SHORT EXERCISE:
Give the entries again, word for word.

┌──

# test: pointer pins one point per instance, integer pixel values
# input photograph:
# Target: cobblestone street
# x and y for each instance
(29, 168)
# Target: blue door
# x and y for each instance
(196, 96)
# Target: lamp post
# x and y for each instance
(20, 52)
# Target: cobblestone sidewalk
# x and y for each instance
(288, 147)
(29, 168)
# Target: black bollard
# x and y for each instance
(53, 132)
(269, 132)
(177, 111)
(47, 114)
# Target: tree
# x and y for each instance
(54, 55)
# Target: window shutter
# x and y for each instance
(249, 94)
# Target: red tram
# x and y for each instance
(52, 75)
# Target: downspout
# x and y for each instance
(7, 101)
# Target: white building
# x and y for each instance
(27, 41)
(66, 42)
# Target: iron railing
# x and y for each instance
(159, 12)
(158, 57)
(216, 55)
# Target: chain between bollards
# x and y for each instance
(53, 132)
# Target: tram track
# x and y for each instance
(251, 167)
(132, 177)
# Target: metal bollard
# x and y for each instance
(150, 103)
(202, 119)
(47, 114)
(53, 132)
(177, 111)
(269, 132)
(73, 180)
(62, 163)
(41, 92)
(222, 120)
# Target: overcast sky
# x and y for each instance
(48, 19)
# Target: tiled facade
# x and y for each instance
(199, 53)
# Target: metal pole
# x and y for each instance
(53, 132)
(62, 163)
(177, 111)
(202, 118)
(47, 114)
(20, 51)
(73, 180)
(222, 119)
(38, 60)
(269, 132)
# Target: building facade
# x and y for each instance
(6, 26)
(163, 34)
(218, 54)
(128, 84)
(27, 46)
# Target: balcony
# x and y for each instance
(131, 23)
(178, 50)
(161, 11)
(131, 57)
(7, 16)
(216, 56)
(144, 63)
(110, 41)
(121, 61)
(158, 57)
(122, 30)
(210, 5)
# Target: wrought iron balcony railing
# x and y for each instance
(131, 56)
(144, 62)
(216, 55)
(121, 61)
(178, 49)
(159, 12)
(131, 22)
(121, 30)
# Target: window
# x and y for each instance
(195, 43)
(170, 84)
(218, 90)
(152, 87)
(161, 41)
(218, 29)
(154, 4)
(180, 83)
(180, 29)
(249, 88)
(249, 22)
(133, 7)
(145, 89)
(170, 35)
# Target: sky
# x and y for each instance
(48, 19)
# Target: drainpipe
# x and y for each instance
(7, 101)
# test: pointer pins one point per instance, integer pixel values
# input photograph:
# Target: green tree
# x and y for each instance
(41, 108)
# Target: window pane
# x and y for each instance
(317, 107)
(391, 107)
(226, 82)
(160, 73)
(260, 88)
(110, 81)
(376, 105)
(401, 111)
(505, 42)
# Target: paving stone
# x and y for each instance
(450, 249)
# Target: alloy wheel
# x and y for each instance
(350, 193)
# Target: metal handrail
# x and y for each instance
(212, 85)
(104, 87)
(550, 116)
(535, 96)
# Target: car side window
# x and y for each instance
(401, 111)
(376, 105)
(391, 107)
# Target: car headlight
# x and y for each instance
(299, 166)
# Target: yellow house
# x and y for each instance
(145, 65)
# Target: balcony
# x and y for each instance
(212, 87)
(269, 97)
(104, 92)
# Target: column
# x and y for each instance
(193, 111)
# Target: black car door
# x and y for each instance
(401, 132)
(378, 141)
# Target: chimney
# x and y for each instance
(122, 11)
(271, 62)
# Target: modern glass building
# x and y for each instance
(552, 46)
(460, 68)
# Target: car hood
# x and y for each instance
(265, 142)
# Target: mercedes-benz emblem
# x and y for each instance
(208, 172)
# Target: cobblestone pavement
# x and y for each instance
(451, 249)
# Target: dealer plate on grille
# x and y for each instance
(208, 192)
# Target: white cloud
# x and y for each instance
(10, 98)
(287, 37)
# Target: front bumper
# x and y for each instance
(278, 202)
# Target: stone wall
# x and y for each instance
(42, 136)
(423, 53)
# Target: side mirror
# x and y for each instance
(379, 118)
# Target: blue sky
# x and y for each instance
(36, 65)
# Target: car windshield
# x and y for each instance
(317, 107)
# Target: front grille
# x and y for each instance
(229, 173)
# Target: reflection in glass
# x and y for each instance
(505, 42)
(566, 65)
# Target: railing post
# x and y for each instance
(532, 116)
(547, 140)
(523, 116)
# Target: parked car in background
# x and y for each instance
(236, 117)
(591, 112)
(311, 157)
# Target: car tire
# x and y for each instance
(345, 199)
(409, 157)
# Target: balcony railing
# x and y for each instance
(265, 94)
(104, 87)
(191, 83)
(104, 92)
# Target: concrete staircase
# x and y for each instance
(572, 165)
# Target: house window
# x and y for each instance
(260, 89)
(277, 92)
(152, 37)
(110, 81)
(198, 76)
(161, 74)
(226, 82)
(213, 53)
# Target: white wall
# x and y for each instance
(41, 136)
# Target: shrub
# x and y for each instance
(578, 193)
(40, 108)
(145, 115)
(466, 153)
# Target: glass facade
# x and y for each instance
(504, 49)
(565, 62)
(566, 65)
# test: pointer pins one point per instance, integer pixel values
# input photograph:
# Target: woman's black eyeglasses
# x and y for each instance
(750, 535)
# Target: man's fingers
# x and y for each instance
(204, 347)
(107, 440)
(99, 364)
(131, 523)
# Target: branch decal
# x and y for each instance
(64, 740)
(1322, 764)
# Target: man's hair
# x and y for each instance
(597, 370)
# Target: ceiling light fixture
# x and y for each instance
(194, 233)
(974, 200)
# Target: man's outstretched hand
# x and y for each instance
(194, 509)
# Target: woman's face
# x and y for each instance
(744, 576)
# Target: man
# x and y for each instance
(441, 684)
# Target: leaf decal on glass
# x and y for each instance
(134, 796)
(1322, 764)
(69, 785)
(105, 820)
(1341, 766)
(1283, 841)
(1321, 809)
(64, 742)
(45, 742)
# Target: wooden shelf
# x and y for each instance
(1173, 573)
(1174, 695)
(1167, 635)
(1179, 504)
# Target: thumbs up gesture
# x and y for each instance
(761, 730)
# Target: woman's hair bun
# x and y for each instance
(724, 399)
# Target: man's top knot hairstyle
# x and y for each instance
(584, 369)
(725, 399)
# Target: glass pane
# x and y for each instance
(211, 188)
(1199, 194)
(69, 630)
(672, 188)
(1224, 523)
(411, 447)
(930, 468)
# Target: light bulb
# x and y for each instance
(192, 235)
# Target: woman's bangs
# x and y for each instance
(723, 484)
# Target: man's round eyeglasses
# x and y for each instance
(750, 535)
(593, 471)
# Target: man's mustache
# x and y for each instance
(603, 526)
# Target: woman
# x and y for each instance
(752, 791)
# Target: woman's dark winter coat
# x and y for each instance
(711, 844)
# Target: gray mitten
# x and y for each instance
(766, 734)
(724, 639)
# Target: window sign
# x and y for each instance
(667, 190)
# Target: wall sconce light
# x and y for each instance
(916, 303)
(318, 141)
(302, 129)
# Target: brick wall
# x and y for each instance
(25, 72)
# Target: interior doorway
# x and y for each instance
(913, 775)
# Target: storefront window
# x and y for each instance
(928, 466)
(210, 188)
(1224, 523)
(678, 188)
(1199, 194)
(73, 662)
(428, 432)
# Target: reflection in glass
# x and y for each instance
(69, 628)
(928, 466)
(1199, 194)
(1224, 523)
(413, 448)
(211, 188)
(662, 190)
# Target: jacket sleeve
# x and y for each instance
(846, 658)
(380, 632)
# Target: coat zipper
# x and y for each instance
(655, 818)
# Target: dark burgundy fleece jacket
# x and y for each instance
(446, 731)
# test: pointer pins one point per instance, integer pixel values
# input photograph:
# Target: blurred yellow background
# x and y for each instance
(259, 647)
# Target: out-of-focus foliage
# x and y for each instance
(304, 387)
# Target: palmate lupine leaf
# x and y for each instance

└──

ANSWER TO THIS PROBLEM:
# test: pointer pins one point per instance, integer pixel values
# input photograph:
# Target: cobblestone street
# x and y for each instance
(29, 168)
# Target: blue door
# x and y for each instance
(196, 96)
# Target: lamp post
# x and y for each instance
(20, 52)
# Target: cobblestone sidewalk
# x and y for each instance
(288, 147)
(29, 168)
# Target: black bollard
# x and y for each instance
(53, 132)
(269, 132)
(177, 111)
(47, 114)
# Target: tree
# x and y for each instance
(54, 55)
# Target: window shutter
# x and y for each instance
(249, 94)
# Target: red tram
# x and y for each instance
(52, 75)
# Target: downspout
# x and y for each instance
(7, 101)
# Target: white building
# x and y for each instance
(27, 41)
(66, 42)
# Target: iron railing
# x and y for each instance
(159, 12)
(158, 57)
(216, 55)
# Target: chain between bollards
# x and y for each instance
(53, 132)
# Target: tram track
# x and y for each instance
(251, 167)
(132, 177)
# Target: metal bollard
# x and y for each instance
(150, 103)
(202, 119)
(47, 114)
(53, 132)
(177, 111)
(269, 132)
(73, 180)
(62, 163)
(41, 92)
(222, 120)
# Target: overcast sky
# x and y for each instance
(48, 19)
# Target: tiled facade
# x and y for each instance
(199, 53)
# Target: metal pole
# x and y for each instance
(53, 132)
(62, 163)
(177, 111)
(202, 118)
(47, 114)
(20, 51)
(73, 180)
(222, 119)
(38, 60)
(269, 132)
# Target: building facade
# x and y for each instance
(6, 26)
(163, 34)
(218, 54)
(128, 84)
(27, 46)
# Target: balcony
# x and y for each instance
(131, 23)
(178, 50)
(161, 11)
(131, 57)
(7, 16)
(216, 56)
(144, 63)
(110, 41)
(121, 61)
(158, 57)
(122, 30)
(210, 5)
# Target: wrought iron balcony railing
# x and y for each instance
(131, 56)
(144, 62)
(216, 55)
(121, 61)
(178, 49)
(159, 12)
(131, 22)
(121, 30)
# Target: window
# x and y for each instance
(195, 43)
(170, 84)
(218, 90)
(152, 87)
(161, 41)
(218, 29)
(154, 4)
(180, 83)
(180, 29)
(249, 88)
(249, 22)
(133, 7)
(145, 89)
(170, 35)
# Target: sky
# x and y for each instance
(48, 19)
# Target: drainpipe
# x and y for each instance
(7, 101)
# test: pointer pins one point per instance, integer pixel values
# input photograph:
# Target: green tree
# x and y for each instance
(41, 108)
# Target: window pane
# x and y for each instance
(317, 107)
(391, 107)
(226, 82)
(160, 73)
(260, 88)
(110, 81)
(376, 105)
(401, 111)
(505, 42)
# Target: paving stone
# x and y for each instance
(450, 249)
# Target: alloy wheel
# x and y for each instance
(350, 193)
# Target: metal handrail
# x and y for each instance
(212, 85)
(104, 87)
(550, 116)
(535, 96)
# Target: car side window
# x and y for each instance
(401, 111)
(376, 105)
(391, 107)
# Target: car headlight
# x and y for each instance
(299, 166)
# Target: yellow house
# x and y for each instance
(145, 65)
# Target: balcony
# x and y for each instance
(212, 87)
(269, 97)
(104, 92)
# Target: column
# x and y for each instance
(193, 111)
# Target: black car door
# x and y for each instance
(401, 132)
(378, 141)
# Target: chimney
# x and y for each instance
(122, 11)
(271, 62)
# Target: modern glass building
# x and y for each instance
(552, 46)
(460, 68)
# Target: car hood
# x and y for each instance
(265, 142)
# Target: mercedes-benz emblem
# x and y for each instance
(208, 172)
# Target: cobblestone pavement
# x and y for each instance
(451, 249)
# Target: dealer plate on grille
# x and y for each instance
(208, 192)
# Target: white cloud
# x and y for each instance
(10, 98)
(287, 37)
# Target: front bumper
# x and y for each instance
(278, 202)
# Target: stone wall
# x and y for each instance
(42, 136)
(423, 53)
# Target: side mirror
# x and y for each instance
(379, 118)
# Target: blue sky
# x and y for each instance
(36, 65)
# Target: car windshield
# x and y for each instance
(317, 107)
# Target: front grille
# x and y for each instance
(229, 173)
# Target: reflection in glass
# x and y for each instance
(505, 42)
(566, 65)
# Target: railing post
# x and y for each instance
(532, 116)
(547, 140)
(523, 116)
# Target: parked car in background
# x and y for each instance
(236, 117)
(591, 112)
(311, 157)
# Target: car tire
# x and y for each instance
(345, 199)
(409, 157)
# Target: balcony railing
# x and y for each instance
(265, 94)
(104, 87)
(191, 83)
(104, 92)
# Target: concrete staircase
# x and y for each instance
(572, 165)
# Target: house window
# x and y for each instance
(260, 89)
(277, 92)
(152, 37)
(110, 81)
(198, 76)
(161, 74)
(226, 82)
(213, 53)
# Target: white wall
# x and y for each instance
(41, 136)
# Target: shrub
# x and y for each instance
(578, 193)
(40, 108)
(145, 115)
(466, 153)
# Target: glass facade
# x and y for each instance
(504, 49)
(565, 62)
(566, 65)
# test: pointer pins one point per instance, integer pixel values
# input photograph:
# Target: woman's black eyeglasses
# x and y for each instance
(750, 535)
# Target: man's fingers
# x and y for each instance
(204, 347)
(107, 440)
(99, 364)
(131, 523)
# Target: branch decal
# x and y for each instance
(64, 740)
(1322, 764)
# Target: man's hair
# x and y for each instance
(597, 370)
# Target: ceiling light fixture
# x and y for each instance
(194, 233)
(974, 200)
# Target: man's outstretched hand
# x and y for each instance
(194, 509)
# Target: woman's face
# x and y for each instance
(744, 576)
# Target: man
# x and y for each instance
(441, 684)
# Target: leaf decal on glass
# x and y for each instance
(134, 796)
(1322, 764)
(69, 785)
(105, 820)
(1341, 766)
(1283, 841)
(1321, 809)
(64, 742)
(45, 742)
# Target: wooden shelf
# x and y for each instance
(1173, 573)
(1174, 695)
(1167, 635)
(1179, 504)
# Target: thumbs up gesture
# x and y for each instance
(761, 730)
# Target: woman's hair bun
# x and y for each instance
(724, 399)
# Target: man's top knot hairstyle
# x and y for each instance
(584, 369)
(725, 399)
# Target: glass pane
# x and y for each instance
(211, 188)
(1199, 194)
(69, 630)
(672, 188)
(1224, 523)
(411, 447)
(930, 468)
# Target: light bulb
# x and y for each instance
(192, 235)
# Target: woman's bangs
# x and y for each instance
(723, 484)
# Target: man's round eyeglasses
# x and y for each instance
(750, 535)
(593, 471)
# Target: man's mustache
# x and y for each instance
(603, 526)
# Target: woman
# x and y for each instance
(752, 791)
# Target: woman's dark winter coat
# x and y for each instance
(711, 844)
# Target: gray mitten
# x and y for each instance
(766, 734)
(724, 639)
# Target: window sign
# x and y for each instance
(667, 190)
# Target: wall sconce light
# x and y for each instance
(916, 303)
(318, 141)
(302, 129)
# Target: brick wall
# x and y for each instance
(25, 72)
# Target: interior doorway
# x and y for each instance
(913, 775)
# Target: storefront window
# x and y for each instance
(928, 466)
(210, 188)
(1224, 523)
(678, 188)
(1199, 194)
(73, 662)
(428, 432)
# Target: reflection in glass
# x and y for each instance
(69, 628)
(928, 466)
(1199, 194)
(1224, 523)
(413, 448)
(211, 188)
(662, 190)
# Target: jacket sleeve
# x and y for each instance
(846, 658)
(380, 632)
# Target: coat zipper
# x and y for each instance
(655, 818)
# Target: dark burgundy fleece jacket
# x and y for each instance
(446, 731)
# test: pointer pins one point per instance, integer pixel values
# input photograph:
# Target: blurred yellow background
# x and y for each instance
(259, 647)
# Target: out-of-focus foliage
# x and y for each instance
(304, 387)
# Target: palmate lupine leaf
# x and y for each instance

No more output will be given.